Prompt: The answer must be the full listing, repeated word for word.
____________________
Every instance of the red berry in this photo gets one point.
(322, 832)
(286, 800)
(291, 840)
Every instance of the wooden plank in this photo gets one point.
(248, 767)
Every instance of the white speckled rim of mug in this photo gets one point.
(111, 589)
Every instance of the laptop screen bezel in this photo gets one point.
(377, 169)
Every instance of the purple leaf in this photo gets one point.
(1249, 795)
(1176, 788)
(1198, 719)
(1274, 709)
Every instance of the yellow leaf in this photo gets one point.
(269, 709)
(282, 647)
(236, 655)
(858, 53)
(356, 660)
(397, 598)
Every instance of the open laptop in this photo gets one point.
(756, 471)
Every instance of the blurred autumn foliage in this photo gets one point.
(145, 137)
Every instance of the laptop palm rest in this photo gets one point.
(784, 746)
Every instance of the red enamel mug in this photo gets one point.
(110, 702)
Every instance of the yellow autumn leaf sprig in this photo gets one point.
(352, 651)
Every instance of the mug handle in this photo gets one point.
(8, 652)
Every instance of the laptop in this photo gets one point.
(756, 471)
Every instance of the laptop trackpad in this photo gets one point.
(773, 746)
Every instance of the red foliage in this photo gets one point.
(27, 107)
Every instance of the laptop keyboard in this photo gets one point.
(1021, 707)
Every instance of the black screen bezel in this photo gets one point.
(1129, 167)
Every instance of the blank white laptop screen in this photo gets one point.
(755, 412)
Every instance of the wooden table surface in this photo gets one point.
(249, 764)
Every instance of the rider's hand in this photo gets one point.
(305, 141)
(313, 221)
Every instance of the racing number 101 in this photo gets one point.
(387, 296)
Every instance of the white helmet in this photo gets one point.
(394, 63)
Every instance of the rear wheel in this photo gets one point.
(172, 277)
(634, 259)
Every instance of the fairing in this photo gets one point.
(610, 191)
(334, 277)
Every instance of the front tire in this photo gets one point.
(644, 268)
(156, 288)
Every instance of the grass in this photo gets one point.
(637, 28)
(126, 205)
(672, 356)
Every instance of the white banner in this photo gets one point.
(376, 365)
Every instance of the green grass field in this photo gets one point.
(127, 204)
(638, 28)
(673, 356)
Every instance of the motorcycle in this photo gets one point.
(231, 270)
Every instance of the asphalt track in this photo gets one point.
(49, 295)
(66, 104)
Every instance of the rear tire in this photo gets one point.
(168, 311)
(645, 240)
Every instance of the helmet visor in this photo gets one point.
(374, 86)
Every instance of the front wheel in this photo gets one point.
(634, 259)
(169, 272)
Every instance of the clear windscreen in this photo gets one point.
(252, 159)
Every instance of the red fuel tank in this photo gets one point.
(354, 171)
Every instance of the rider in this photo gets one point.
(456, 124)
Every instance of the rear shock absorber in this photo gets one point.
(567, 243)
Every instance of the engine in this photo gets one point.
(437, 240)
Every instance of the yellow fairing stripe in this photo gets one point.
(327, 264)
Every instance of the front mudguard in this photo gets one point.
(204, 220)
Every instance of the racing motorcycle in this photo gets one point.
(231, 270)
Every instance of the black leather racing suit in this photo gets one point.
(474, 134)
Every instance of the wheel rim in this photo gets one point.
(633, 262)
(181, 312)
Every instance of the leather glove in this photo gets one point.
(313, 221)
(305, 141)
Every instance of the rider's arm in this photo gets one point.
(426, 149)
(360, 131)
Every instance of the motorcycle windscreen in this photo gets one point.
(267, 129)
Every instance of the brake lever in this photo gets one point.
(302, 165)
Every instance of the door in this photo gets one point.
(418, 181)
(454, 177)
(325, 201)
____________________
Task result:
Every instance of the red berry in this photo gets one point.
(322, 832)
(286, 800)
(291, 840)
Every instance of the wooden plank in this photo gets one point.
(248, 767)
Every instance of the white speckled rim of mug in this photo gets one point.
(111, 589)
Every instance of the laptop screen bezel in this photo gets one point.
(377, 169)
Every instance of the purple leaf in this photo gets one point.
(1249, 795)
(1176, 788)
(1198, 719)
(1274, 709)
Every instance of the yellow leaf in this photo gets one point.
(269, 709)
(282, 647)
(236, 655)
(858, 53)
(356, 660)
(397, 598)
Every instance of the open laptop in this photo gets one point.
(756, 471)
Every instance of the blurred autumn foliage in this photo gets one point.
(145, 137)
Every instance of the laptop palm rest in this photo gets one point.
(784, 746)
Every instance of the red enamel mug in this photo gets one point.
(110, 702)
Every instance of the yellow autumn leaf sprig in this photo gets one point.
(352, 651)
Every instance of the mug handle in this photo gets one point.
(8, 652)
Every instance of the laptop in this photo gets one point.
(756, 471)
Every instance of the laptop trackpad in this photo gets one point.
(773, 746)
Every instance of the red foliage in this photo gets one point.
(27, 107)
Every instance of the laptop keyboard in this photo gets one point.
(1021, 707)
Every instance of the black screen bezel in this photo gets one point.
(1129, 167)
Every instance of the blank white laptop screen in this photo gets one point.
(755, 412)
Every instance of the wooden table surface in this photo gets one point.
(249, 764)
Every instance of the rider's hand in this photo gets one point.
(305, 141)
(313, 221)
Every instance of the racing number 101 in this photo gets one point.
(387, 296)
Every instance of the white helmet in this photo gets one point.
(394, 63)
Every instance of the rear wheel in this photo gets one point.
(172, 277)
(634, 259)
Every instance of the fairing in this photo gets one point.
(610, 191)
(334, 277)
Every instance of the front tire in this photo gets one point.
(644, 268)
(156, 288)
Every instance of the grass in this photo gets one point.
(637, 28)
(126, 205)
(672, 356)
Every instance of the white banner in this photo gets one point.
(376, 365)
Every instance of the green grass field in this photo gets one point.
(127, 204)
(638, 28)
(673, 356)
Every instance of the motorcycle in this photo gets one point.
(231, 270)
Every instance of the asphalt track in this photo gets one point.
(49, 295)
(66, 104)
Every instance of the rear tire in this photo gets one point.
(168, 311)
(645, 240)
Every instance of the helmet visor in this photo gets one point.
(374, 86)
Every instance of the front wheel in this photo gets one point.
(634, 259)
(169, 272)
Every instance of the clear windscreen in this photo gets one point.
(252, 159)
Every instance of the red fuel tank in this photo gets one point.
(354, 171)
Every instance of the rider in this photo gets one point.
(456, 124)
Every instance of the rear shock absorber in this photo gets one point.
(567, 243)
Every instance of the engine in this photo gets one point.
(437, 240)
Every instance of the yellow fairing stripe in this photo gets one point.
(327, 264)
Every instance of the front mudguard in this photo gets one point.
(204, 220)
Every instance of the racing motorcycle in this photo gets one point.
(231, 270)
Every instance of the black leather racing suit in this photo gets one point.
(474, 134)
Every instance of the wheel rim in this photo gets one point.
(633, 262)
(181, 312)
Every instance of the leather glove in this photo gets one point.
(313, 221)
(305, 141)
Every instance of the rider's arm in this photo gets one point.
(426, 149)
(360, 131)
Every instance of the motorcycle windscreen in this photo gets one point.
(267, 129)
Every instance of the brake lever in this photo gets one point.
(302, 165)
Every instance of the door in this photo gets one point.
(418, 181)
(454, 177)
(325, 201)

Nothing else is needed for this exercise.